== Supplied text ==

Quartz is the MOST common mineral found in sand and sandstone and a major constituent of granite and metamorphic rocks such as gneiss. As these rocks break down, the quartz grains survive over long distances and eons of time because quartz is hard and chemically stable.

Quartz grains can break and abrade during transport, but with a hardness of 7 on the Mohs' scale of hardness, the grains become rounder and rounder over time. They can be clear or cloudy; some quartz grains show reddish iron staining.

(Duck Harbor, Wellfleet, Massachusetts, USA)

Mica

Mica flakes are platy in shape and may be found in sands where the local bedrock contains decomposed granite or metamorphic rocks. There are many varieties of mica. The most common is white mica (muscovite) and brown mica (biotite).

(Plum Island, Ipswich, MA, USA)

Feldspar

Most igneous rocks, including granites, contain feldspar as a major component and hence, feldspar grains are commonly found in sands. Feldspar grains are moderately elongated, and grains show near 90° corners. 

Feldspar is technically a mineral group with varying amounts of calcium, potassium and sodium. With variations in chemistry, the grain color can be clear to cloudy, pinking, orangish, or yellowish.

===
== Given information ==

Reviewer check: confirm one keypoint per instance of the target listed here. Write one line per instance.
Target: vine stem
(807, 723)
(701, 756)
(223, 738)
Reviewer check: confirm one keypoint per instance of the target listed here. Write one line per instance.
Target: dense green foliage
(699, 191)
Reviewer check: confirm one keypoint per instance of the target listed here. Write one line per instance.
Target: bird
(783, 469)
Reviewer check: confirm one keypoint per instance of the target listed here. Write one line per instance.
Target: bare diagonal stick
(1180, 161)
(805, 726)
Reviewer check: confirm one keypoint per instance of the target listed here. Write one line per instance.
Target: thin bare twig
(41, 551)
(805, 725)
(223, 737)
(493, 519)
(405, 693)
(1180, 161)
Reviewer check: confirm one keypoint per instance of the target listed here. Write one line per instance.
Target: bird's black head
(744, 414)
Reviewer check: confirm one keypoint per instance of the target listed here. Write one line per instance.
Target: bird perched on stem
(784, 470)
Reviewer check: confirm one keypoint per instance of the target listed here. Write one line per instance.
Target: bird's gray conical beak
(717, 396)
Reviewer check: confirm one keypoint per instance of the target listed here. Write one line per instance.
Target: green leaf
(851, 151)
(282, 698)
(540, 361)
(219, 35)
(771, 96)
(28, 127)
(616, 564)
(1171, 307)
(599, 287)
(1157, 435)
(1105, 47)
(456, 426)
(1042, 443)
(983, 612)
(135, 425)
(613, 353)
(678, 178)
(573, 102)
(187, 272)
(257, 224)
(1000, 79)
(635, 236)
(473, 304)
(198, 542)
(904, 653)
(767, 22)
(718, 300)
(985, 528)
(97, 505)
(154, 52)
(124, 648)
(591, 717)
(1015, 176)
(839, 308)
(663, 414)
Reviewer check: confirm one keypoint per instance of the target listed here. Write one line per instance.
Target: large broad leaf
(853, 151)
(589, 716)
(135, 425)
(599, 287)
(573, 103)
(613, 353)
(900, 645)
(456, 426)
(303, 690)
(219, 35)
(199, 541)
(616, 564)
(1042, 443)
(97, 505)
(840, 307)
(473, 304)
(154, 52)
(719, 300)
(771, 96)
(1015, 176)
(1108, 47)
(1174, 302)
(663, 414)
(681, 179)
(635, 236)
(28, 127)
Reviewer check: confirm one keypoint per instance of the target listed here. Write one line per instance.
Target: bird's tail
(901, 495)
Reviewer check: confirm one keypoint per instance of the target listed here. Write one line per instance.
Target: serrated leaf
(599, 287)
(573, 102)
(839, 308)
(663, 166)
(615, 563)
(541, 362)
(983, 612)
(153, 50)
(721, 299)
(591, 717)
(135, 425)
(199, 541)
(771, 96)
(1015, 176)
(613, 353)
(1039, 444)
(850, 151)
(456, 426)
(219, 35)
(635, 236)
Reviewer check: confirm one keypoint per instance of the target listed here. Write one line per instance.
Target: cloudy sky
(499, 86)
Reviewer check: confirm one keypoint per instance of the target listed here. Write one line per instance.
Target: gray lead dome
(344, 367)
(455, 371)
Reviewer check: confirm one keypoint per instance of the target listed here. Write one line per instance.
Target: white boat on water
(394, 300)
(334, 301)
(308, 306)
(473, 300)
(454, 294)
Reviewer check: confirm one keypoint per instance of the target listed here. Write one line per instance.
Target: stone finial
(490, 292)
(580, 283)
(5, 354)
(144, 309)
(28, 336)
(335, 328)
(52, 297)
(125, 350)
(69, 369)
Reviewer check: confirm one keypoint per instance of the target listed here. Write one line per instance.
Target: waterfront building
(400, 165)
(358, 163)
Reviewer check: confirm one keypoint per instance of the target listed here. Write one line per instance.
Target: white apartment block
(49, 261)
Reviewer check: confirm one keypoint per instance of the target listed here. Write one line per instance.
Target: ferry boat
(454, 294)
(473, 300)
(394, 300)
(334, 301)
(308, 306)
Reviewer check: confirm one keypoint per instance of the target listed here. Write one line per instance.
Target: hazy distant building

===

* _Exercise prompt_:
Answer the following from the text on sand minerals.
(a) What hardness does quartz have on the Mohs' scale?
(b) Which two varieties of mica does the text call the most common?
(c) Which three elements vary in amount within the feldspar group?

* _Task solution_:
(a) 7
(b) White mica (muscovite) and brown mica (biotite)
(c) Calcium, potassium and sodium